Exercise brief:
Copy every line of the records below where the word "instance" occurs.

[Stored dataset items]
.....

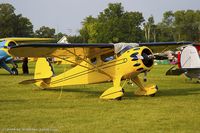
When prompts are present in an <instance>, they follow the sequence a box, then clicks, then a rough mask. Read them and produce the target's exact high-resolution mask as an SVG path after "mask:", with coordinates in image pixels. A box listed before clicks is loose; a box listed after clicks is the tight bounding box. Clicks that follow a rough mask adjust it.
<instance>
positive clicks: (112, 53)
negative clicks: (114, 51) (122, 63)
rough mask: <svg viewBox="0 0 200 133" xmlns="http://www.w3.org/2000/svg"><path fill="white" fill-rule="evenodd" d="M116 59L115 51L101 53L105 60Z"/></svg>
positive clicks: (103, 59)
mask: <svg viewBox="0 0 200 133" xmlns="http://www.w3.org/2000/svg"><path fill="white" fill-rule="evenodd" d="M114 59H115V54H114V52H110V53H106V54H103V55H101V60H102V61H104V62H108V61H111V60H114Z"/></svg>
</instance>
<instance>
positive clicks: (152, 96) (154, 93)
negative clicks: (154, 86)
mask: <svg viewBox="0 0 200 133" xmlns="http://www.w3.org/2000/svg"><path fill="white" fill-rule="evenodd" d="M156 90H158V86H157V85H156ZM155 95H156V93H154V94H151V95H149V96H151V97H154V96H155Z"/></svg>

.....

Solution to this problem:
When prompts are present in an <instance>, they follow the sequence a box, then clicks, then a rough mask. Read them and produce the target's exact high-resolution mask as an SVG path after "mask:", with coordinates in image pixels. A box listed before clicks is loose; a box listed after clicks is the tight bounding box. Clicks that follow a rough mask adjust it.
<instance>
</instance>
<instance>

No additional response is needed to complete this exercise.